Referring expression pointing data:
[Start of Attachment]
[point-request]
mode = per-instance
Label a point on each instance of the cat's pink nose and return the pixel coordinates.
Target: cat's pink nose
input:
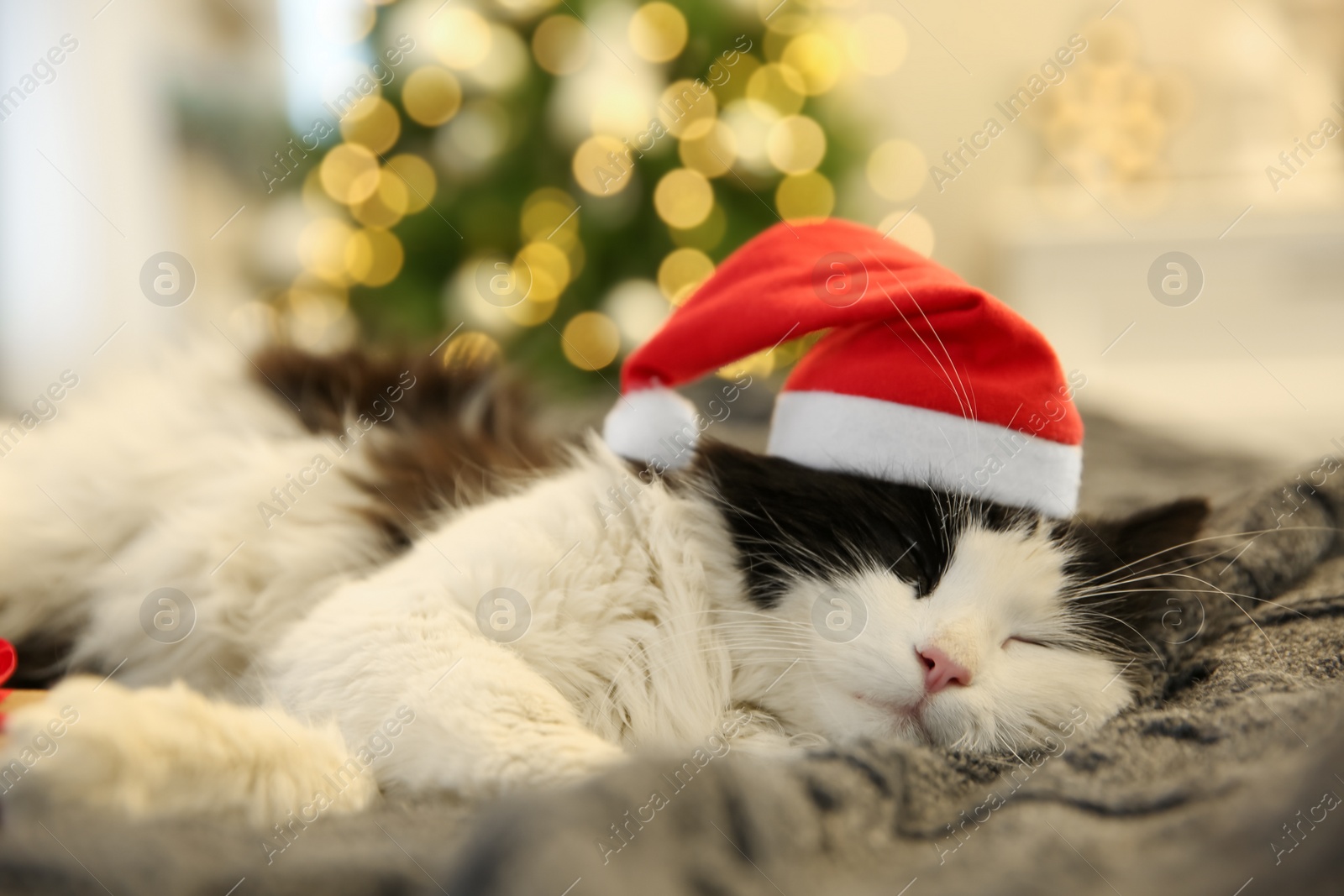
(941, 669)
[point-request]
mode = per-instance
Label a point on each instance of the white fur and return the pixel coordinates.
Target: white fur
(640, 634)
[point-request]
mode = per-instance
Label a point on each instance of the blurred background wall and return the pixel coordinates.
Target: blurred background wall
(1160, 190)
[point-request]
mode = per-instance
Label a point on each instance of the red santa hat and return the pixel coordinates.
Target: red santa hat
(921, 378)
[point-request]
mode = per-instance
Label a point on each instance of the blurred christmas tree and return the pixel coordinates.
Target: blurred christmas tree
(546, 177)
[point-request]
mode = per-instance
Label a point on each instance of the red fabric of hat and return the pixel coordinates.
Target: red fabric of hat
(920, 379)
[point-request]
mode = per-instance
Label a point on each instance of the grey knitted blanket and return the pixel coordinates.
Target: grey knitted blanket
(1227, 778)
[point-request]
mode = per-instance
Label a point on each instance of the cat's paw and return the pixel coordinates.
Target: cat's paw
(171, 752)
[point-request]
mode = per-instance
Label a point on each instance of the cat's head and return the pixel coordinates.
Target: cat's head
(875, 609)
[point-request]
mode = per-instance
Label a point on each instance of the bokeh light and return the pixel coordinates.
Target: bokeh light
(683, 197)
(709, 147)
(373, 123)
(682, 271)
(386, 206)
(591, 340)
(801, 196)
(658, 31)
(816, 60)
(418, 177)
(322, 249)
(682, 107)
(349, 174)
(796, 144)
(638, 308)
(602, 165)
(432, 96)
(780, 87)
(374, 257)
(561, 45)
(707, 234)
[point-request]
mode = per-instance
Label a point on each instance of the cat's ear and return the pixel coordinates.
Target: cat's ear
(1158, 530)
(1146, 539)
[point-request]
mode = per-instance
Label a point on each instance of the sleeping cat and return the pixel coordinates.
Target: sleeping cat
(302, 582)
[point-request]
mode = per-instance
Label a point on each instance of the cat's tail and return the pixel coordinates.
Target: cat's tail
(171, 752)
(452, 429)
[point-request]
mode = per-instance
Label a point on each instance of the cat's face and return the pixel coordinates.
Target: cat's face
(889, 610)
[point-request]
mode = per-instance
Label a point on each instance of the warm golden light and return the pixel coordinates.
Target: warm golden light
(386, 206)
(418, 177)
(682, 107)
(374, 257)
(432, 96)
(591, 340)
(322, 249)
(808, 195)
(374, 123)
(780, 87)
(909, 228)
(682, 271)
(562, 45)
(683, 197)
(602, 165)
(460, 38)
(796, 144)
(470, 349)
(658, 31)
(709, 147)
(816, 60)
(349, 174)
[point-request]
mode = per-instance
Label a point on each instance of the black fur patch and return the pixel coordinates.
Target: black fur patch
(790, 519)
(452, 434)
(1137, 600)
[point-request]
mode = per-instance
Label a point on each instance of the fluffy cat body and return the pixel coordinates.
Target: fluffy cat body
(514, 636)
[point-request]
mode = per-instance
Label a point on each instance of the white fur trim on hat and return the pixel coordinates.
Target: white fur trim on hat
(652, 423)
(905, 443)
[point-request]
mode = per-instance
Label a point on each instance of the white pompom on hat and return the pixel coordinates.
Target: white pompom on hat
(920, 379)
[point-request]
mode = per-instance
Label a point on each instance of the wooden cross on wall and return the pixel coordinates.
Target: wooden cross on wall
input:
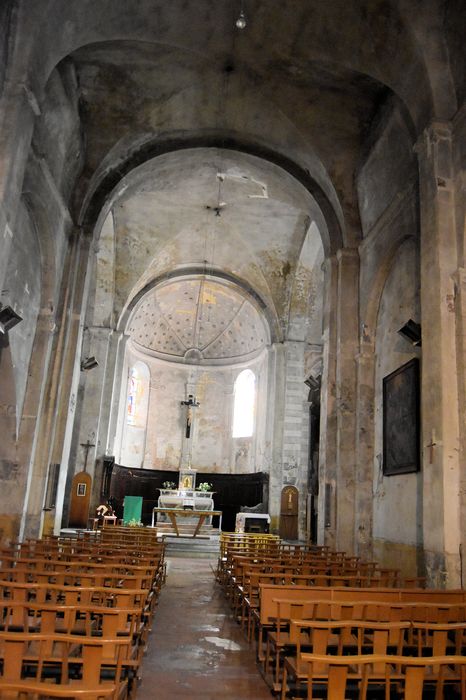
(431, 446)
(87, 446)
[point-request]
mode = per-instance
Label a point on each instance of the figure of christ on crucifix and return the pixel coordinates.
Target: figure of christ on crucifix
(87, 446)
(190, 404)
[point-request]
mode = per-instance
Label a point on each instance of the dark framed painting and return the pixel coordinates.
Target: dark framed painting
(401, 427)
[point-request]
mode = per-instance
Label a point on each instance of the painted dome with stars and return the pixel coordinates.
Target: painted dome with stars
(199, 320)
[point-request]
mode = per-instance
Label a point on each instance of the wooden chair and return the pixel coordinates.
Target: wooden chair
(52, 665)
(409, 673)
(337, 637)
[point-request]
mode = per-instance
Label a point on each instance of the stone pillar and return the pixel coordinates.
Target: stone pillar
(459, 154)
(18, 109)
(364, 451)
(120, 384)
(326, 516)
(96, 387)
(68, 396)
(227, 462)
(187, 443)
(439, 407)
(276, 400)
(295, 453)
(346, 394)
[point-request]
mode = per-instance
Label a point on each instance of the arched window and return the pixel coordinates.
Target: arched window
(245, 399)
(136, 408)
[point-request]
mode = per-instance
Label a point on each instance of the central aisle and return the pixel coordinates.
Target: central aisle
(196, 650)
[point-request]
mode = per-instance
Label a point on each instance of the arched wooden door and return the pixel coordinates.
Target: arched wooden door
(80, 498)
(289, 513)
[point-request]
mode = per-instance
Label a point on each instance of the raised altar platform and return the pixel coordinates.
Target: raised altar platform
(187, 513)
(186, 498)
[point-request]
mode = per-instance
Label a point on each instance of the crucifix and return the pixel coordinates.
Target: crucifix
(431, 445)
(190, 404)
(87, 446)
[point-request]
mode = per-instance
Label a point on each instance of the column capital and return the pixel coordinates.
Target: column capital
(435, 132)
(347, 255)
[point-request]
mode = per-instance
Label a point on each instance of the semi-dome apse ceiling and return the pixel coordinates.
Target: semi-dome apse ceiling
(199, 320)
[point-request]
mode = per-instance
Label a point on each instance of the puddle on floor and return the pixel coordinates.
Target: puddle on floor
(227, 644)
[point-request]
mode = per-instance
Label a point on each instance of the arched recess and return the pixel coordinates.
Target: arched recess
(103, 193)
(244, 404)
(134, 413)
(397, 541)
(9, 518)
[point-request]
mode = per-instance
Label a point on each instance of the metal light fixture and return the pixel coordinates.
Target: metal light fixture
(412, 332)
(241, 21)
(8, 319)
(89, 363)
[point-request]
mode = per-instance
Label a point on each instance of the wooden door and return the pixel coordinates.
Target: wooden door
(79, 501)
(289, 513)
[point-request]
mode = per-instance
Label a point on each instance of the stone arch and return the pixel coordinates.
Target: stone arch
(9, 518)
(376, 290)
(106, 189)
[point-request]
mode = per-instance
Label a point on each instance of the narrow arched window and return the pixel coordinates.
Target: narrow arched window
(245, 399)
(136, 408)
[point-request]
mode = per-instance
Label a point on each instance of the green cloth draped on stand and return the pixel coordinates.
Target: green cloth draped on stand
(132, 509)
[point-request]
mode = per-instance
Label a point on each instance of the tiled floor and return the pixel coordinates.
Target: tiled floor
(196, 650)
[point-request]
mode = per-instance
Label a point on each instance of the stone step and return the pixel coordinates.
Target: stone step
(202, 547)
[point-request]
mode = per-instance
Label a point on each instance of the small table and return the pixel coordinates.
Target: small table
(173, 513)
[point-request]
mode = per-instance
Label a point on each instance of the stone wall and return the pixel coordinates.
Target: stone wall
(211, 446)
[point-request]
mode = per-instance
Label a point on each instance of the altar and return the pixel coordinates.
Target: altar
(186, 498)
(186, 502)
(175, 513)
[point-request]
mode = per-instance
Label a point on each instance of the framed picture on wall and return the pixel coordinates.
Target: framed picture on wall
(401, 428)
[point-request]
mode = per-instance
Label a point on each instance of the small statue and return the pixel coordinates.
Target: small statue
(103, 510)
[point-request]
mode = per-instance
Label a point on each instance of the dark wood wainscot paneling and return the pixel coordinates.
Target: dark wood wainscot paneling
(231, 490)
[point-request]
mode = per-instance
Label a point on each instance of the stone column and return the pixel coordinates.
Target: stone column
(459, 155)
(364, 451)
(276, 400)
(439, 407)
(227, 462)
(296, 427)
(18, 109)
(326, 516)
(347, 347)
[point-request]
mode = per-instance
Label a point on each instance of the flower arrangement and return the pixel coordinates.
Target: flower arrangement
(135, 523)
(168, 485)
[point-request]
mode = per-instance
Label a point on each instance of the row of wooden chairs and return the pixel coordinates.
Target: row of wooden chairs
(298, 609)
(75, 614)
(360, 637)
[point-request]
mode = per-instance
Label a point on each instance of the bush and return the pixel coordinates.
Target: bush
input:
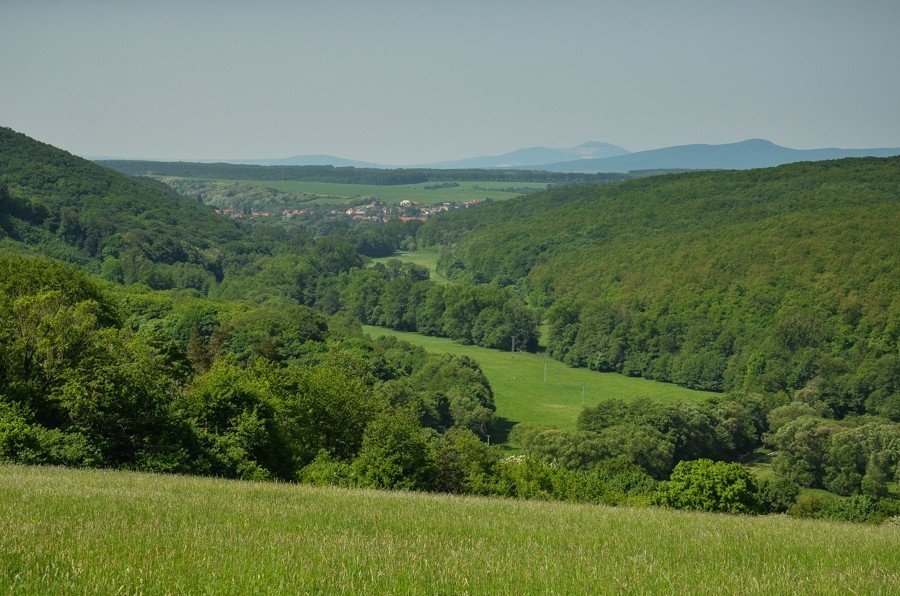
[End of Attachment]
Among the records above, count the lines that include the word "nose" and state the number by itself.

• _ANSWER TO THIS PROBLEM_
2